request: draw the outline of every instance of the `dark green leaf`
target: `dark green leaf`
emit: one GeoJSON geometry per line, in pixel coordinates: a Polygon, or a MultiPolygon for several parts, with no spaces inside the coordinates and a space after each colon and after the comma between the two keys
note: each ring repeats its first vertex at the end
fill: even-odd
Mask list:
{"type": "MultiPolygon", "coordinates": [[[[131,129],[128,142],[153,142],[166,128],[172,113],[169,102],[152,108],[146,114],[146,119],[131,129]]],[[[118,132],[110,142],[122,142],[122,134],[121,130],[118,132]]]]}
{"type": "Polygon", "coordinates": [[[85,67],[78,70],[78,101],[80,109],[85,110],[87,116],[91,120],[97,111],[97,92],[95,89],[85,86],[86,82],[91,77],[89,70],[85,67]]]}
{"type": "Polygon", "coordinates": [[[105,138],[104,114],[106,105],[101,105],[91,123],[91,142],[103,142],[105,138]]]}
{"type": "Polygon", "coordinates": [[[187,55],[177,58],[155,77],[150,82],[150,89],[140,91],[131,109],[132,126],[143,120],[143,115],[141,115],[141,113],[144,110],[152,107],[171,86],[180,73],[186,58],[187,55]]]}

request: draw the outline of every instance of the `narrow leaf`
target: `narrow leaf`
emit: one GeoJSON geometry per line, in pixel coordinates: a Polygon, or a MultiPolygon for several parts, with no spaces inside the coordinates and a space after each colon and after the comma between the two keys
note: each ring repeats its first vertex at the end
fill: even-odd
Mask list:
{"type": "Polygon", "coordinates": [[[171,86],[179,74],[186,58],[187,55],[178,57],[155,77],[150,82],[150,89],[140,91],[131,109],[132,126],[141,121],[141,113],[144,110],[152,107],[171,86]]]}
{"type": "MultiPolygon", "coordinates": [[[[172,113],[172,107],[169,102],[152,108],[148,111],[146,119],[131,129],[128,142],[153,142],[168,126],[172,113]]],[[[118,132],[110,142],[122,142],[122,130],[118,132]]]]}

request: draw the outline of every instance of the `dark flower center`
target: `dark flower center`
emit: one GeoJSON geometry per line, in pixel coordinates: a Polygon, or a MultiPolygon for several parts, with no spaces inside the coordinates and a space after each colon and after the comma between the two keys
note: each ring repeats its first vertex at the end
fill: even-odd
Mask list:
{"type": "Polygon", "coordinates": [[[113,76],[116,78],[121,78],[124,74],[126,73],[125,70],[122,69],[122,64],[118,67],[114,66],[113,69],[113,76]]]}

# # #

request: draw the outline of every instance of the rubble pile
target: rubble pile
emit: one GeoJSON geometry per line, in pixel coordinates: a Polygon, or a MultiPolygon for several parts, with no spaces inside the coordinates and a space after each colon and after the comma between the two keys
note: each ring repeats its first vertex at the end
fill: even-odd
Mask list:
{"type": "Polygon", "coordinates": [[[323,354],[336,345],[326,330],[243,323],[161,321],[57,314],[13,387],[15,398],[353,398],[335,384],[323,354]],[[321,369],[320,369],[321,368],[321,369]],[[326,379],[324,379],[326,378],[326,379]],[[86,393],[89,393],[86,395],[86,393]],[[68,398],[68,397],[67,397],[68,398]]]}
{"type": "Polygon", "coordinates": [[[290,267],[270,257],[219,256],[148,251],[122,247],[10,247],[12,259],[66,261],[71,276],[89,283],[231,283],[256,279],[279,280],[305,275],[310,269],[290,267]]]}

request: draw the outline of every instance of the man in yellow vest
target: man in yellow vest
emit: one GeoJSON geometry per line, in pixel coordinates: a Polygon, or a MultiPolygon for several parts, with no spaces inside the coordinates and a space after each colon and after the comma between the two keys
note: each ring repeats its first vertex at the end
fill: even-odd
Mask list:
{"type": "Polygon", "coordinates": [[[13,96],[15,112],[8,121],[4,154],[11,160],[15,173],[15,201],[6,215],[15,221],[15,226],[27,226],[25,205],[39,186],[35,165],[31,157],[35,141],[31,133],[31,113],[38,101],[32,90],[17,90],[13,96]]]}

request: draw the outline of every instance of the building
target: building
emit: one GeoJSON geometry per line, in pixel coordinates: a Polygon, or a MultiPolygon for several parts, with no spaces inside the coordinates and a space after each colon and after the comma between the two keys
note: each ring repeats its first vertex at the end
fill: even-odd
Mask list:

# # #

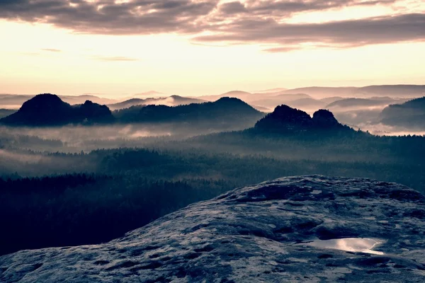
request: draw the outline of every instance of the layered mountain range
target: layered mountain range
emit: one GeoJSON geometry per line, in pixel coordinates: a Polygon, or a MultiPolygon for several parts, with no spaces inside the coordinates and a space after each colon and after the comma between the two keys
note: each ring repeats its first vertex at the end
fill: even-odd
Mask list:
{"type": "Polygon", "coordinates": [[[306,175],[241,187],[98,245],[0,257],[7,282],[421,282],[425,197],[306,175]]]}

# # #

* Set task
Gather each line of the material above that contains the string "flower", and reproduce those lines unchanged.

* Answer for the task
request: draw the outline of every instance of the `dark flower center`
target: `dark flower center`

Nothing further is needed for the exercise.